[Task]:
Each entry that follows must be output without any deviation.

Object point labels:
• • • •

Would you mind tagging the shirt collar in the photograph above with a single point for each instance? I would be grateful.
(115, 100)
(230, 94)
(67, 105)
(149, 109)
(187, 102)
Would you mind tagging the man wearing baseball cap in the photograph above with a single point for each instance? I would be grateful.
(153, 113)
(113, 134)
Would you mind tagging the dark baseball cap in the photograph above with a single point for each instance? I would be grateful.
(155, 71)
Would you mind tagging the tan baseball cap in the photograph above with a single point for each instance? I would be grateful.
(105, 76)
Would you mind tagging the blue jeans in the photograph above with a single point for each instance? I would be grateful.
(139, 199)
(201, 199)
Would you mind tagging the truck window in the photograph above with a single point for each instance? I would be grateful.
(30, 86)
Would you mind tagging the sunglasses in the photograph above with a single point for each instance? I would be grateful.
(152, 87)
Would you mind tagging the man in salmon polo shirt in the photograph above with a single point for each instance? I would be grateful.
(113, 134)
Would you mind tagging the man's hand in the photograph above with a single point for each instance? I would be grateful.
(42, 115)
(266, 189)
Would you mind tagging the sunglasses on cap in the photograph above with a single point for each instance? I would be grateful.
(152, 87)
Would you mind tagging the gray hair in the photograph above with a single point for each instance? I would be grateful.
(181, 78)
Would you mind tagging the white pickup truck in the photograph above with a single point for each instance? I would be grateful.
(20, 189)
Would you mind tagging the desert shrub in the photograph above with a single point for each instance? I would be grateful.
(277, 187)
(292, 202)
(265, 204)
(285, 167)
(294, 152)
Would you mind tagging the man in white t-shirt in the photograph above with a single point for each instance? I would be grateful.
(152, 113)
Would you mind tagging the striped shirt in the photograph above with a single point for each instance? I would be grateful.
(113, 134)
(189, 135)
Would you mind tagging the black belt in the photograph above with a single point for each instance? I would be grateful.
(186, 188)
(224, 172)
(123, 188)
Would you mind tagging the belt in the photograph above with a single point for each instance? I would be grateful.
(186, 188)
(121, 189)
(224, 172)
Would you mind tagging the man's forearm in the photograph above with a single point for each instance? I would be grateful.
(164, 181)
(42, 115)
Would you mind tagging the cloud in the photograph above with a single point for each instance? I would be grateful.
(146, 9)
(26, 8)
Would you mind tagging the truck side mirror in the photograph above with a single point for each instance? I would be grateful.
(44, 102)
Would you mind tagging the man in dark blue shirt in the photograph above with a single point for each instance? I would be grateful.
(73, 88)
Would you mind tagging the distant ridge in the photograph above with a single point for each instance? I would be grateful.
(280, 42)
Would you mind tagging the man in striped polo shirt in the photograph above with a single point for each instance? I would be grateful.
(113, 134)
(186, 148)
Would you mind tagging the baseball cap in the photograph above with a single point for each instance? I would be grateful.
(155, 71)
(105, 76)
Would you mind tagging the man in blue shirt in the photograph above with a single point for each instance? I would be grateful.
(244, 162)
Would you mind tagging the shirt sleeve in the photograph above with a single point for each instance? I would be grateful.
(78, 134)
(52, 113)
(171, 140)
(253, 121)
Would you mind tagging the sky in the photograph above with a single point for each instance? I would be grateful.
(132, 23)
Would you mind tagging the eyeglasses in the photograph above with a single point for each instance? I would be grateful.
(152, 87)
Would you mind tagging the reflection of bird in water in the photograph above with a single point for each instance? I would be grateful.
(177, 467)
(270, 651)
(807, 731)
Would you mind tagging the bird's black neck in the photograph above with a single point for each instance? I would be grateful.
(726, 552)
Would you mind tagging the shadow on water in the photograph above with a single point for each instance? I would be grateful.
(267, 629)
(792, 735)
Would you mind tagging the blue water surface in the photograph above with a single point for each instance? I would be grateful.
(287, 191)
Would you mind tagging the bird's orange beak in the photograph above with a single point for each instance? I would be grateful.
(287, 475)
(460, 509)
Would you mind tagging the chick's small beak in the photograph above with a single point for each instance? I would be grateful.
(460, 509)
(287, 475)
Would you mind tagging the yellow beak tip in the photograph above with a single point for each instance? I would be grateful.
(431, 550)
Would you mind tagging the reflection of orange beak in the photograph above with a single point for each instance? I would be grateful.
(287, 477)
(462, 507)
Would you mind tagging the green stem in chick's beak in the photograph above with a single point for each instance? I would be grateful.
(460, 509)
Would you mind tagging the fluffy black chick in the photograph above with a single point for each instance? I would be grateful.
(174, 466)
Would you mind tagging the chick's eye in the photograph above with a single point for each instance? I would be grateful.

• • • •

[Result for this task]:
Would you mind tagging the shirt collar in the photograph above with a single point for each instance? I would be grateful.
(115, 100)
(230, 94)
(67, 105)
(149, 109)
(187, 102)
Would you mind tagging the man wearing baseball cap in the photograph above with a single point for each instance? I would be grateful.
(153, 113)
(113, 134)
Would you mind tagging the dark baseball cap in the photograph above with a single point for each instance? I would be grateful.
(155, 71)
Would you mind tagging the tan baseball cap in the photograph above with a single point for each instance? I would be grateful.
(105, 76)
Would you mind tagging the blue jeans in the photograph above with a single point for each instance? I would be grateful.
(139, 199)
(201, 199)
Would you mind tagging the truck window in the photograph above with a single point for each instance? I would be grateful.
(30, 86)
Would you mind tagging the sunglasses in the photograph above with a single point for each instance? I would be grateful.
(152, 87)
Would you mind tagging the man in salmon polo shirt in the photograph above with a single point for each instance? I would be grateful.
(113, 134)
Would you mind tagging the man's hand in the photograph above with a single point for each instance? I would be grateful.
(42, 115)
(266, 189)
Would you mind tagging the sunglasses on cap in the photograph above with a single point for each instance? I would be grateful.
(152, 87)
Would you mind tagging the gray hair in the photograph above with a single point for each instance? I would be grateful.
(181, 78)
Would you mind tagging the white pickup truck in the photograph above with a single point for each instance? I would be grateful.
(20, 189)
Would you mind tagging the desert shrub in the photograph above with a single point for each instance? I would be grateful.
(277, 187)
(292, 202)
(265, 204)
(285, 167)
(294, 152)
Would you mind tagging the man in white t-shirt in the photograph above with a single point for each instance? I would be grateful.
(152, 113)
Would you mind tagging the striped shirt in the photograph above with a single point for each instance? I would be grateful.
(113, 134)
(189, 135)
Would you mind tagging the black belt in the photograph above with a single point for each instance? I would be grateful.
(186, 188)
(224, 172)
(123, 188)
Would you mind tagging the belt in the photograph above with a single point for each instance? I would be grateful.
(186, 188)
(121, 189)
(224, 172)
Would you mind tagging the man's forearm in the photograph above with a single point for each instance? I would be grateful.
(164, 181)
(42, 115)
Would you mind tagging the cloud in the photograph above with a single point for each instance? I would be grateful.
(146, 9)
(26, 8)
Would you mind tagging the truck side mirror in the photograph above with a single point for each instance? I would be grateful.
(44, 102)
Would you mind tagging the man in dark blue shirt in the photograph above with a single point for each instance? I would be grateful.
(73, 88)
Would you mind tagging the distant ridge in the photograph above with a single point for each instance? I would be grateful.
(280, 42)
Would you mind tagging the man in striped polo shirt in the photograph above with a single point for each instance? I would be grateful.
(113, 134)
(186, 148)
Would you mind tagging the baseball cap in the photograph above with a single point for each instance? I would be grateful.
(155, 71)
(105, 76)
Would you mind tagging the man in blue shirt in the photograph above with a single point for each instance? I would be grateful.
(244, 162)
Would you mind tagging the shirt sleeve in the photograph above with a single point for each instance? I would be grateful.
(78, 134)
(52, 113)
(171, 140)
(253, 121)
Would you mind tagging the sky in the photograph above with a single point for each instance? I would be grateful.
(132, 23)
Would you mind tagging the eyeglasses in the photograph above with a single point for each instance? I would be grateful.
(152, 87)
Would you mind tagging the reflection of bird in water in the photograph above with a single point for each instance? I would be grateful.
(177, 467)
(270, 651)
(807, 731)
Would you mind tagging the bird's black neck in the photograph above with a single point for each instance? I would be grateful.
(726, 552)
Would you mind tagging the shadow on water in the photograph above with a single point for each instance? I would be grateful.
(267, 629)
(792, 735)
Would you mind tagging the blue water surface in the photograph above with a single point for each instance? I would be grateful.
(287, 191)
Would you mind tagging the bird's orange beak in the photograph above with a single point for each instance? I would be grateful.
(287, 475)
(460, 509)
Would you mind tagging the chick's small beak in the photograph above with a single point for each instance? I would be grateful.
(460, 509)
(287, 475)
Would you mind tagging the yellow beak tip in the photograph above with a single point for each instance? I would be grateful.
(431, 550)
Would you mind tagging the reflection of orange beak in the photograph above with a single point for each instance? I would be grateful.
(287, 477)
(462, 507)
Would you mind tagging the green stem in chick's beak in the photograph above with a single point for each instance? I would be grateful.
(460, 509)
Would you mind tagging the fluffy black chick in the photograph above with a single point for each instance? I would be grateful.
(174, 466)
Would you mind tagging the chick's eye in the photograph above with a single point for each instance? I would be grateful.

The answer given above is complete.